## Passage to read

*** Begin section ***

The FOH/BOH wage gap issue pervades the U.S. restaurant industry. Success and evolution in this industry is our life’s work, and we believe our restaurants – and small, independent restaurants in general – will not be sustainable for much longer without a correction. Quality restaurants cannot function, much less thrive, without quality chefs and cooks. We hope that making this small change will have a sufficiently large effect. Our goal is not only to improve the lives of our BOH employees, but to serve as a test model from which other small restaurants can gain valuable insight. We acknowledge that this is a risk, one that might not work, and if it doesn’t we’re willing to chart another course. But we need to take our best shot at fixing a problem that is growing increasingly difficult and intolerable, and we need your understanding and support.

For small restaurants that don’t want to sacrifice craft or integrity in order to serve the communities they love, we believe this is a fair, effective, and sustainable approach. We will open Casa Verde with this model as well. Our hope is that by making the compensation more equitable at each restaurant, our teams will be able to achieve more, not less, for many years to come. We thank you in advance for your understanding and support as we attempt to correct this core issue.

Thank you,

We Live to Serve,

Keith Harmon, David Doyle, Maricely Perez-Alers


Successful implementation of the HAF required thoughtful, thorough communication, internal and external. The owners held a staff-wide meeting to explain the plan, solicit input, and to ensure that the entire team understood and supported the plan. Mutual trust and shared vision were crucial to the success of the plan.

As one of the first restaurant groups to implement this business model locally, and the first to communicate in such detail, many people were watching. Restaurateurs locally and nationally reached out, empathizing and offering support.  The story was reported locally on WCVB TV, BNN NewsEater Boston, Jamaica Plain News, Boston Globe, Boston Magazine, Universal Hub,, The HAF was also a very lively, engaging topic on Reddit and Hungry Onion.

*** End section ***

## Data excerpt
*** Begin section ***

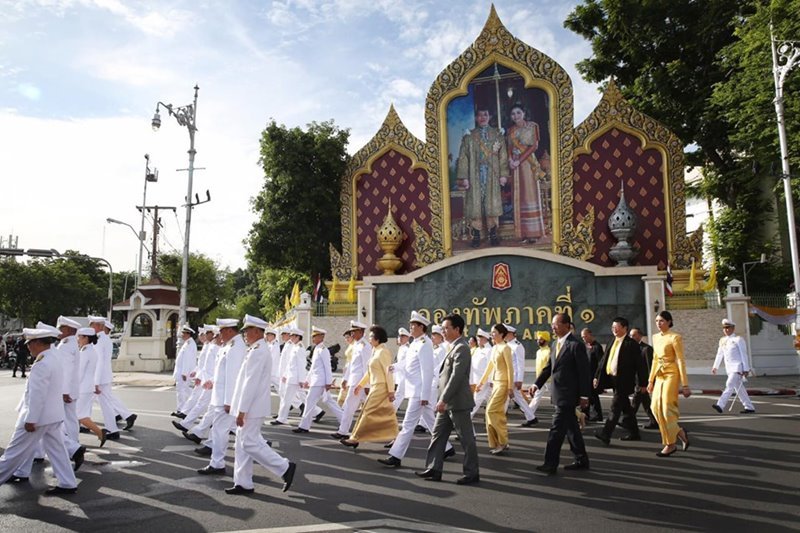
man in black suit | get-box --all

*** End section ***

## Task requirements
1) Translate into Spanish this sentence from the passage on the restaurant wage gap: "Quality restaurants cannot function, much less thrive, without quality chefs and cooks."
2) Decide whether each statement agrees with the passage on the restaurant wage gap. Answer yes or no, and quote the words that decide it.
(a) The owners intend to open Casa Verde under the same model.
(b) The owners state that they will keep the model even if it does not work.
(c) The owners held a staff-wide meeting to explain the plan.
3) List every outlet that the passage on the restaurant wage gap names as having reported the story locally.

## Activity answers
1) Los restaurantes de calidad no pueden funcionar, y mucho menos prosperar, sin chefs y cocineros de calidad.

2)
(a) Yes: "We will open Casa Verde with this model as well."
(b) No: "if it doesn’t we’re willing to chart another course."
(c) Yes: "The owners held a staff-wide meeting to explain the plan"

3)
WCVB TV
BNN NewsEater Boston
Jamaica Plain News
Boston Globe
Boston Magazine
Universal Hub